====== PROVIDED DATA ======
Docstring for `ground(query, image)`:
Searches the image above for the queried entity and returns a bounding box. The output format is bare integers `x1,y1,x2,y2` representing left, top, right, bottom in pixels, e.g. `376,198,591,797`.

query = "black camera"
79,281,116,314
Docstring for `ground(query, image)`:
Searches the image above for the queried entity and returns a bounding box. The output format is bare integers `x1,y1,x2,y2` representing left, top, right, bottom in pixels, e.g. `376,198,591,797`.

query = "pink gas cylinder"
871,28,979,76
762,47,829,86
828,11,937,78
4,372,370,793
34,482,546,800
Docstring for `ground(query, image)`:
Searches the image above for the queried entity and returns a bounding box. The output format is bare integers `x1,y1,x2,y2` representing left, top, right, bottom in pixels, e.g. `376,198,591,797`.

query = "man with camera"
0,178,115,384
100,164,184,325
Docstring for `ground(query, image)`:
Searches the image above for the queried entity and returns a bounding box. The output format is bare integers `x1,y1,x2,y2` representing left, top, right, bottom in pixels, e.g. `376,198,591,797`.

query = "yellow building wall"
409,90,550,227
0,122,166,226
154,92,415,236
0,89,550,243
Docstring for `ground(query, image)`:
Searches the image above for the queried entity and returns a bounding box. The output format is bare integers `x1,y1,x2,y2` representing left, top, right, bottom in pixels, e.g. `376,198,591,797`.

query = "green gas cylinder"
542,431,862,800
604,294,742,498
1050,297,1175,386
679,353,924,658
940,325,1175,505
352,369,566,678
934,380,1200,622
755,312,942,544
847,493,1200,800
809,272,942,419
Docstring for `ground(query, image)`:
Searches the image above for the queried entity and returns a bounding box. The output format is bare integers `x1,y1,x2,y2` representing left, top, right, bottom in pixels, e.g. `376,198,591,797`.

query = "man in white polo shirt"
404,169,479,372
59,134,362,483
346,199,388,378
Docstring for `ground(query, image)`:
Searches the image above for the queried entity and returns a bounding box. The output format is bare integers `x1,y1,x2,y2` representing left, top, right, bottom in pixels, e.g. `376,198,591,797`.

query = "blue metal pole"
======
### [EXERCISE DETAILS]
Could you convert the data, from its start up to and including the line with "809,272,942,419", into a two-column CSV headed input and output? Give one row for each text and its answer, with each in a single quoted field and line breaks replaced by spaces.

### [TASK RESPONSE]
input,output
"Docstring for `ground(query, image)`: Searches the image above for the queried entity and returns a bounding box. The output format is bare integers `x1,y1,x2,y2` representing left, top, right, bottom in pixels, e.g. `376,198,591,797`. query = ""black camera""","79,281,116,314"
"Docstring for `ground(query, image)`: Searches the image above for the queried entity and returns a bounding box. The output format is bare integers `x1,y1,x2,y2` representing left, top, right, bottom in pixels, e.g. `376,198,591,797`. query = ""pink gas cylinder""","871,28,979,76 762,47,829,86 828,11,937,78 4,372,370,793 34,482,546,800"
"Docstring for `ground(query, image)`: Searches the image above for the queried entity and returns a bounding box. The output format is bare integers `x1,y1,x2,y2` representing left, top, right, bottom in pixels, e.g. `376,198,591,797`. query = ""man with camera""","0,178,115,384 100,164,184,325"
"Docstring for `ground(query, image)`: Searches the image above for the queried entity and returns a bounding box. The output format is bare integers `x1,y1,x2,y2` representing left, top, right, bottom in pixels, e.g. `376,198,591,797`. query = ""yellow building wall""","409,90,550,227 0,122,166,226 154,92,415,236 0,89,550,243"
"Docstring for `ground(query, image)`: Searches the image above for the queried entity and returns a bounding box. The output format is bare integers `x1,y1,x2,y2` representing left, top, right, bottom in pixels, e.g. `376,198,591,797`. query = ""green gas cylinder""","542,431,862,800 604,294,742,498 1050,297,1175,386 679,353,924,658 940,325,1175,505 352,369,566,678 934,380,1200,622 755,312,942,544 847,493,1200,800 809,272,942,419"